Exercise directions:
No picture belongs in the copy. Repeat each line below exactly.

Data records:
──────────

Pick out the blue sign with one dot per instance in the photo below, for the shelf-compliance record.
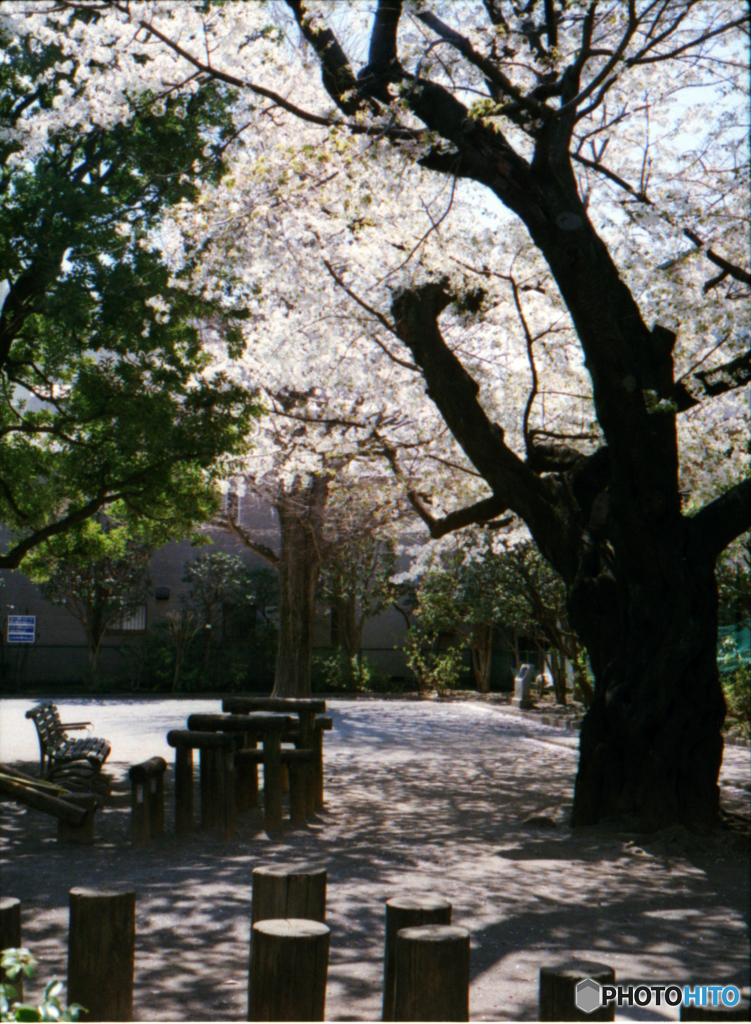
(22, 629)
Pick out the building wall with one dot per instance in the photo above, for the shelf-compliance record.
(59, 653)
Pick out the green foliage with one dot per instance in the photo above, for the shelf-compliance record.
(106, 391)
(734, 583)
(182, 653)
(338, 673)
(735, 668)
(433, 669)
(355, 581)
(15, 962)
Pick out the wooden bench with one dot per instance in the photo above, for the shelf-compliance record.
(58, 752)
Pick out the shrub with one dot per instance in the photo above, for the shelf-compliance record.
(15, 962)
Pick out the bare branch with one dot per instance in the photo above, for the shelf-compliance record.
(484, 512)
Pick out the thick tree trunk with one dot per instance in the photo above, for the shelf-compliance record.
(651, 744)
(482, 652)
(300, 520)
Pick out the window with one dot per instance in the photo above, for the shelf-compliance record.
(132, 622)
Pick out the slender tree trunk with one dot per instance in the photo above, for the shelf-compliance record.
(300, 519)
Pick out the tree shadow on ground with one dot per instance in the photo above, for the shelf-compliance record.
(474, 814)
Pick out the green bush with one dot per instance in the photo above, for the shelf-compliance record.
(15, 962)
(339, 674)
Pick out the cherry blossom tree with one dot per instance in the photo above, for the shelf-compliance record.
(580, 121)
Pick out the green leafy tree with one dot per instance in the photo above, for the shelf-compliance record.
(21, 962)
(97, 570)
(105, 392)
(355, 582)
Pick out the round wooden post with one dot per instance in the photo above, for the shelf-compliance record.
(83, 833)
(100, 952)
(558, 991)
(298, 775)
(226, 801)
(247, 781)
(183, 787)
(289, 891)
(147, 793)
(10, 937)
(288, 968)
(432, 974)
(407, 911)
(208, 773)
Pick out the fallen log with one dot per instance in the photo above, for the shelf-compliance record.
(31, 797)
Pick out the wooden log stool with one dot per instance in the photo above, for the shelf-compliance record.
(303, 735)
(289, 891)
(100, 953)
(432, 974)
(75, 812)
(558, 991)
(82, 832)
(407, 911)
(147, 786)
(740, 1012)
(218, 804)
(288, 968)
(270, 727)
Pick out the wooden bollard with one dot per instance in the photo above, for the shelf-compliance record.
(321, 725)
(432, 974)
(10, 938)
(741, 1011)
(288, 968)
(289, 891)
(558, 991)
(217, 787)
(84, 830)
(407, 911)
(147, 781)
(100, 952)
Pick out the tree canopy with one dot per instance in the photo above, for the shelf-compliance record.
(625, 265)
(107, 394)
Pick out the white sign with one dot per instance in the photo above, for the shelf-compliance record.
(22, 629)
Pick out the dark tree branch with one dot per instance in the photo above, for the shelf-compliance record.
(455, 393)
(710, 383)
(336, 72)
(12, 558)
(264, 552)
(727, 268)
(725, 518)
(382, 66)
(501, 86)
(374, 312)
(484, 512)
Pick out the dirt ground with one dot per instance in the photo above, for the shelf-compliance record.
(462, 800)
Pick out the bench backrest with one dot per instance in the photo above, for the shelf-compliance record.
(49, 728)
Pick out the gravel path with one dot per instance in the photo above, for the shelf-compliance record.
(422, 797)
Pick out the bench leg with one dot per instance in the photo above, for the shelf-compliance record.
(85, 832)
(273, 779)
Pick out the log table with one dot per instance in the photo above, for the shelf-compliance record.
(309, 736)
(270, 726)
(218, 803)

──────────

Completed exercise:
Pick out the blue sign with one dot per instance in the photo below, for the shelf-compliance record.
(22, 629)
Pick out the building wall with one dot per instance in the photo above, for the shelf-compliance record.
(59, 653)
Pick out the green foliage with one dot per instance in the photo above, for the shelf-compliance record.
(106, 391)
(734, 583)
(182, 653)
(338, 673)
(735, 668)
(433, 669)
(355, 581)
(15, 962)
Pick out the wooden bench with one dot per instance in the photo above, for the shelf-compliance record.
(58, 752)
Pick out the shrub with one dot per instance in the photo above, for the shelf-compliance record.
(15, 962)
Pick out the bare branch with one dot per instance in the photo above, for the shelf-compliance record.
(484, 512)
Pick out the thick tree trunk with one dot per instance in the photo above, for the shelf-compliance record.
(651, 744)
(482, 652)
(300, 520)
Pick out the window with one dot per instance in the photo above, for the shelf-compliance record.
(132, 622)
Pick out the slender tree trunk with one dot per instance in the photo above, for the shelf-compliance record.
(300, 519)
Pick out the tree shadow on ground with one dot per instance in the photo above, for the shelf-compliance record.
(474, 814)
Pick out the green bush with one dot per instance in the photo above, for the shelf-compliance record.
(15, 962)
(339, 674)
Pick out the cherry blossom tree with one dot per instance in the photo above, for the shelf-compliance record.
(580, 121)
Pick out the green leafy tree with one dot per instance in the photo above, for the shelf-compliance record.
(21, 962)
(97, 570)
(105, 392)
(355, 582)
Pick out the round wooden post with one dot per instance in the photo above, for the shelf-compliance record.
(83, 833)
(100, 952)
(558, 991)
(298, 775)
(226, 801)
(247, 781)
(183, 787)
(289, 891)
(147, 793)
(10, 937)
(288, 968)
(432, 974)
(407, 911)
(208, 773)
Pick out the fallen log with one dot per instance in the photo above, for the shelf-compliance record.
(31, 797)
Pick out the wooden log stool with one dot per instance in the photo above, for the shelf-compliance record.
(303, 735)
(289, 891)
(100, 953)
(432, 974)
(75, 812)
(558, 991)
(82, 832)
(407, 911)
(147, 786)
(740, 1012)
(218, 804)
(288, 968)
(270, 727)
Pick out the wooden bollard with one dot per instance in the photo above, for the shelf-compliance record.
(321, 725)
(432, 974)
(10, 938)
(741, 1011)
(288, 968)
(289, 891)
(558, 991)
(217, 787)
(84, 830)
(407, 911)
(147, 781)
(100, 952)
Pick out the tree canopy with one dot per instance in the photo above, for the shelf-compliance record.
(625, 265)
(107, 394)
Pick out the white sign with one dot per instance in the photo above, for the shelf-compliance record.
(22, 629)
Pick out the dark tree branch with one dot per instance in the photo above, for the shelf-compliance record.
(455, 393)
(710, 383)
(336, 72)
(12, 558)
(264, 552)
(727, 268)
(725, 518)
(382, 66)
(501, 86)
(374, 312)
(484, 512)
Pick out the dirt ground with one dot per instance in the photo above, for the shelf-compliance record.
(462, 800)
Pick out the bench backrest with one dot per instance in the photo above, for the shelf-compliance record.
(49, 728)
Pick out the gravel path with one dot per instance in the photo above, for the shelf-compliance record.
(422, 797)
Pick out the bench leg with one dot per instance in the photo above, for the shelf-compliance record.
(85, 832)
(273, 779)
Pick out the log table with one dot per instance in the photo above, for the shelf-compliance record.
(309, 736)
(270, 726)
(218, 803)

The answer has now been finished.